> _Given instruction_: From the rows below, pull out each line containing the string "grass". The match is case-sensitive.

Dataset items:

•••••

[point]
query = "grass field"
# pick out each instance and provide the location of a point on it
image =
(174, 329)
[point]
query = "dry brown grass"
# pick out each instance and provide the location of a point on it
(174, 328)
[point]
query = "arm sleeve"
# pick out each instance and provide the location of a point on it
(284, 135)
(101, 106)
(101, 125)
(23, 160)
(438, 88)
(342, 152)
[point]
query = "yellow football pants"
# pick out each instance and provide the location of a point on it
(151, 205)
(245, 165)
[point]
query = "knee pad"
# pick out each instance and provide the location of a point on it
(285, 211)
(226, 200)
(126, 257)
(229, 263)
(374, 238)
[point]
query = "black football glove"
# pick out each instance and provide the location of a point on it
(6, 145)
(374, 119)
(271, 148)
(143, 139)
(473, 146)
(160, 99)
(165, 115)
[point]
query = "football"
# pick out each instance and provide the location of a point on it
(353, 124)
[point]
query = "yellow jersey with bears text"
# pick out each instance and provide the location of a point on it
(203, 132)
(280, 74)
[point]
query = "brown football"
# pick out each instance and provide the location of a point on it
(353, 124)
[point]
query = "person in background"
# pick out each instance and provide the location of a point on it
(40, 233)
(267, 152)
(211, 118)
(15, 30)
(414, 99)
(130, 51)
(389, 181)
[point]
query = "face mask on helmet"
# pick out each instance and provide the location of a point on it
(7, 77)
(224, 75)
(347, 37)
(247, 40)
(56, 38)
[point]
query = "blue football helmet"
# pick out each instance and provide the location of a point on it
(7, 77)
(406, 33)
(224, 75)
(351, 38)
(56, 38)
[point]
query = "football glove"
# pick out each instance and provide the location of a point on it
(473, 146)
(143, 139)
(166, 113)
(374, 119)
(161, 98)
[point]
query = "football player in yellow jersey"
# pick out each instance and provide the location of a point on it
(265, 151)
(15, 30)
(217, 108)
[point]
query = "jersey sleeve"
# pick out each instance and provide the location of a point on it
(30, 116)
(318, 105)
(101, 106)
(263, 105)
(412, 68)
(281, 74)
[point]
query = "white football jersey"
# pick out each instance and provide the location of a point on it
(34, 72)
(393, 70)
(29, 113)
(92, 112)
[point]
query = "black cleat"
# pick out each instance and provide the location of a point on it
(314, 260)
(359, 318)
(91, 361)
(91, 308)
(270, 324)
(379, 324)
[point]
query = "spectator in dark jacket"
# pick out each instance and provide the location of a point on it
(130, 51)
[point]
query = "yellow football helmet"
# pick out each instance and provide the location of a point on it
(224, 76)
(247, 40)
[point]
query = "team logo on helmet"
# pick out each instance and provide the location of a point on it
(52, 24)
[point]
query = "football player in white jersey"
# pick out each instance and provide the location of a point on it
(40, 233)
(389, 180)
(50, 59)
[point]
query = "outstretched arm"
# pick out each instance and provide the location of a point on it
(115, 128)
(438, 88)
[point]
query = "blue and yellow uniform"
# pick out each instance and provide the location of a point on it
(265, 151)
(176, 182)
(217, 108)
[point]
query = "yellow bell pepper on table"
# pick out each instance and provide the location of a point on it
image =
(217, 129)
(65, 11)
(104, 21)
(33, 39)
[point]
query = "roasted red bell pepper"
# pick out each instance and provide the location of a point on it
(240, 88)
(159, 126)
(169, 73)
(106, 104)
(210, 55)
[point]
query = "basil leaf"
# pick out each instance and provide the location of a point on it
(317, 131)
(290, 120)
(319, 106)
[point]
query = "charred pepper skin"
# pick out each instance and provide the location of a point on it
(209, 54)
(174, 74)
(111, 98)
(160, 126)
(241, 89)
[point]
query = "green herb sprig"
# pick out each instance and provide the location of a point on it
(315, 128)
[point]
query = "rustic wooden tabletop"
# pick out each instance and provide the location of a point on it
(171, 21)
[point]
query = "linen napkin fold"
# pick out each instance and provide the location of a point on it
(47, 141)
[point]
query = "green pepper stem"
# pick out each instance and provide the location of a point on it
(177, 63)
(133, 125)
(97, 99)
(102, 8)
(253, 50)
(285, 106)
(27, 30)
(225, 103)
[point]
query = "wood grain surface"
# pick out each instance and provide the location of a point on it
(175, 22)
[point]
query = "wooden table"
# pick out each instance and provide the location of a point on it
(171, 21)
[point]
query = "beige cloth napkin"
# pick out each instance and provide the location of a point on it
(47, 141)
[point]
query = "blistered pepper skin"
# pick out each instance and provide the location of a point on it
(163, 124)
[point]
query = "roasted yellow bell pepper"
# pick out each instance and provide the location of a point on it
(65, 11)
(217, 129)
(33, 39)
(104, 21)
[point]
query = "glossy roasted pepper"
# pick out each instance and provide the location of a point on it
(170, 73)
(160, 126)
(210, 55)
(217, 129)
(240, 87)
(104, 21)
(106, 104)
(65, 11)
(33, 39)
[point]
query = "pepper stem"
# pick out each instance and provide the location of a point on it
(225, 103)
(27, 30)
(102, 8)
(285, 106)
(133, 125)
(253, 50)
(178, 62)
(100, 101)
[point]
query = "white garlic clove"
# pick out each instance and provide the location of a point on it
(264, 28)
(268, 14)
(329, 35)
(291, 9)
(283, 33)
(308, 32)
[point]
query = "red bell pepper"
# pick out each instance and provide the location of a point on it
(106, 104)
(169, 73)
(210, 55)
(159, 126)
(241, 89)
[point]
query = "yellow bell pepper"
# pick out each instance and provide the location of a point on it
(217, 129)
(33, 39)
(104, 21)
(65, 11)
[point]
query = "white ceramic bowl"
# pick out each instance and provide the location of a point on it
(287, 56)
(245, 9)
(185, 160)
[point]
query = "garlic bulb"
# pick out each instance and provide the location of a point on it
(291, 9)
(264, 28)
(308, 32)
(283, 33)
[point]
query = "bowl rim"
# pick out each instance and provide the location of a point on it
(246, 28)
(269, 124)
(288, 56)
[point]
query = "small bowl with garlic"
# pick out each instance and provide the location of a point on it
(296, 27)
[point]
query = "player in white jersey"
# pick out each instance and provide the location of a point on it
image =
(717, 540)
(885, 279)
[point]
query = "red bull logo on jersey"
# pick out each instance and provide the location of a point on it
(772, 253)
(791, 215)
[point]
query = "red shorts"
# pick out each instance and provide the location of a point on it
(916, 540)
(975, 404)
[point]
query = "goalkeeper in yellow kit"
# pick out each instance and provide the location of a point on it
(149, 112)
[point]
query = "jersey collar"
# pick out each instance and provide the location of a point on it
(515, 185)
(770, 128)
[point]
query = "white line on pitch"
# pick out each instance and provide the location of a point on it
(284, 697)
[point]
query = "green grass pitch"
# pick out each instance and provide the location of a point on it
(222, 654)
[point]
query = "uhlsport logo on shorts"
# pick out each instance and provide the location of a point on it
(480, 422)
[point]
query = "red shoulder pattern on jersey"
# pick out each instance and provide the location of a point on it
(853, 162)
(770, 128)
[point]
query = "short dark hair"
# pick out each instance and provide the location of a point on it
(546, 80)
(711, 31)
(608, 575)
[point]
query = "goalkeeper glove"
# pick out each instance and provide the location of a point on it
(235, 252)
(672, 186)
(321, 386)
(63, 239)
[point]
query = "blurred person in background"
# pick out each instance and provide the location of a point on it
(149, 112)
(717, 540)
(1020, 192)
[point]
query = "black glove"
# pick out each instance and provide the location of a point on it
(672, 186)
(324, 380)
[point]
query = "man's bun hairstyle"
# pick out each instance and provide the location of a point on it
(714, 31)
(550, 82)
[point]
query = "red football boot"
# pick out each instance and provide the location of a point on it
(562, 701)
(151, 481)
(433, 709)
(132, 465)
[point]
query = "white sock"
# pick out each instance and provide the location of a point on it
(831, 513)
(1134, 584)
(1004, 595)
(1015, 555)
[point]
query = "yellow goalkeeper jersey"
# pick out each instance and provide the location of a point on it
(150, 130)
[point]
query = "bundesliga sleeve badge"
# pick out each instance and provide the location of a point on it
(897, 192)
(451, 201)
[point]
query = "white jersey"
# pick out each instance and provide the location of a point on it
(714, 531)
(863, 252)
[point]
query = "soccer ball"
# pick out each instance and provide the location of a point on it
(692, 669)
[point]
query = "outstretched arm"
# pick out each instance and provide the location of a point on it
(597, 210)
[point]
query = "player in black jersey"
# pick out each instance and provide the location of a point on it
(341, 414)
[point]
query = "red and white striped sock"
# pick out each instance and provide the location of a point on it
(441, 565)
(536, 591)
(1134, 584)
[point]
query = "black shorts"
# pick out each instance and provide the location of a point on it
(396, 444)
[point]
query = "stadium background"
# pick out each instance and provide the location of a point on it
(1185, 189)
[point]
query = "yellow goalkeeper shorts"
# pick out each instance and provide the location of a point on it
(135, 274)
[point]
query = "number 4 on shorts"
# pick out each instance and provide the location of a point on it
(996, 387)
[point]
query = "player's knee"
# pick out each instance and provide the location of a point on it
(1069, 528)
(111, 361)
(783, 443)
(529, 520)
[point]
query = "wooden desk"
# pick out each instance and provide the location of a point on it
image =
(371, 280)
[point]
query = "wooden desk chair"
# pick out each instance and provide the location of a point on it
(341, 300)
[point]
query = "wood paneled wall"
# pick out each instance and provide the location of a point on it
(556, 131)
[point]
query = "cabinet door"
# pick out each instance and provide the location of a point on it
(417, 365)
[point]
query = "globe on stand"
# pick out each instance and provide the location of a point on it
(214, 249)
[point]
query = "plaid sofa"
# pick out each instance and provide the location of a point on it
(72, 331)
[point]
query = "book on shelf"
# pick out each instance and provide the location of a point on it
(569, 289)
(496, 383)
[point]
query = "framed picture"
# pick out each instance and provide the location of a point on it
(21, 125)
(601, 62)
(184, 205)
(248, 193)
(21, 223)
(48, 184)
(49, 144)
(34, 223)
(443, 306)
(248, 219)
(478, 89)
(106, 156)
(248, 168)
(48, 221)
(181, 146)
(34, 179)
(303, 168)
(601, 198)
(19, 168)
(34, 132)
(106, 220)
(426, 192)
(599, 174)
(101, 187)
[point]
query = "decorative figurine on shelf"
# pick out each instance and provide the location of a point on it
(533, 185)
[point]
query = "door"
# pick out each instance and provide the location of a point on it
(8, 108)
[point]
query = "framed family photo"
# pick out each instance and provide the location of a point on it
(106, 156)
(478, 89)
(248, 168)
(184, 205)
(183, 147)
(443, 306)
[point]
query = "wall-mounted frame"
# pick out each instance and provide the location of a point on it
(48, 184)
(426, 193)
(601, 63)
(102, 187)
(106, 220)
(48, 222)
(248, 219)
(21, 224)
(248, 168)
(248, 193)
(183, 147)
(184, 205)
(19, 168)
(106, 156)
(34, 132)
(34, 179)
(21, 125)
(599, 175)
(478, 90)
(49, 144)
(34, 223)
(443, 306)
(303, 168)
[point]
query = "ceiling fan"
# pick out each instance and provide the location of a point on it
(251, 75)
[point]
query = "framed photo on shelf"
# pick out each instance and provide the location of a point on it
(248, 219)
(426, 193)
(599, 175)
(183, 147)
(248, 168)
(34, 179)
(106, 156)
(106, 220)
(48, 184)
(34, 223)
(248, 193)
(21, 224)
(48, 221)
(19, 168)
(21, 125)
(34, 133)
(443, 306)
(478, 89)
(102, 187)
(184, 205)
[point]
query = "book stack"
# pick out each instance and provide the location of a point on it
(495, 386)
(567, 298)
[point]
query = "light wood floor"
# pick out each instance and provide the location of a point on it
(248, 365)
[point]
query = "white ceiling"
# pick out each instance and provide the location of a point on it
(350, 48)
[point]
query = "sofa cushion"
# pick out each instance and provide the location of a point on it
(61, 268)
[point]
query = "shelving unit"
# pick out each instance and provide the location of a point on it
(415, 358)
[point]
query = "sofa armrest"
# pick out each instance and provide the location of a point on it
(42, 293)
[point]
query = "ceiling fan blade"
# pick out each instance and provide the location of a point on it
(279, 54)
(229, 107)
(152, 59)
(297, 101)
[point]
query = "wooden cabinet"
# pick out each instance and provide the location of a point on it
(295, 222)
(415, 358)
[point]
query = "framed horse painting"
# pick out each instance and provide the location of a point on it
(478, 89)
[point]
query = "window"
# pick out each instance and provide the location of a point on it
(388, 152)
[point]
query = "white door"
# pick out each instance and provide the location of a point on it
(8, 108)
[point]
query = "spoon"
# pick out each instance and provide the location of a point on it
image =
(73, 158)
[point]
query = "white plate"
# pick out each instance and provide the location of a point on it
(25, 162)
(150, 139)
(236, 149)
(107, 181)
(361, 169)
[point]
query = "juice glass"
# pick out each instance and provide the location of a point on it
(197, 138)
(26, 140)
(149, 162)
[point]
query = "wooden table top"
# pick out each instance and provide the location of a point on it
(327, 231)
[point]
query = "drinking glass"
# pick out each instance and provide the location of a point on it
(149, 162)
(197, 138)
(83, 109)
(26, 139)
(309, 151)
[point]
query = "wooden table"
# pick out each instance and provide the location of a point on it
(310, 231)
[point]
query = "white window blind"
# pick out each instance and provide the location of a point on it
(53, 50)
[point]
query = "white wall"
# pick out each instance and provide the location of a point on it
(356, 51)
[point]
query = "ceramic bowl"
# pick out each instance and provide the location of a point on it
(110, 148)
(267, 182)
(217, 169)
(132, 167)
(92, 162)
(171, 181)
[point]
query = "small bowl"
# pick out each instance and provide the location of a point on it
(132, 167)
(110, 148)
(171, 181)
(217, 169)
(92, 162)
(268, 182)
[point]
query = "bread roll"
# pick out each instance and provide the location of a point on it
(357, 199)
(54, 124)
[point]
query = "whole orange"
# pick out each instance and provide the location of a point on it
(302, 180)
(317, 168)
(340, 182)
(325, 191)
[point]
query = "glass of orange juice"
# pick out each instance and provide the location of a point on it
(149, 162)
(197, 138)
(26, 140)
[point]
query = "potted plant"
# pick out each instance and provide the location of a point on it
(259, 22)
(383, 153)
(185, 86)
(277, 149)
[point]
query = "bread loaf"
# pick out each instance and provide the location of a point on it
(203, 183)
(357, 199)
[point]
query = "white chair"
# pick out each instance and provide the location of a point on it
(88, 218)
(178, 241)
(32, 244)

•••••

> _The reply_:
query = "grass field"
query = "dry brown grass"
query = "green grass pitch"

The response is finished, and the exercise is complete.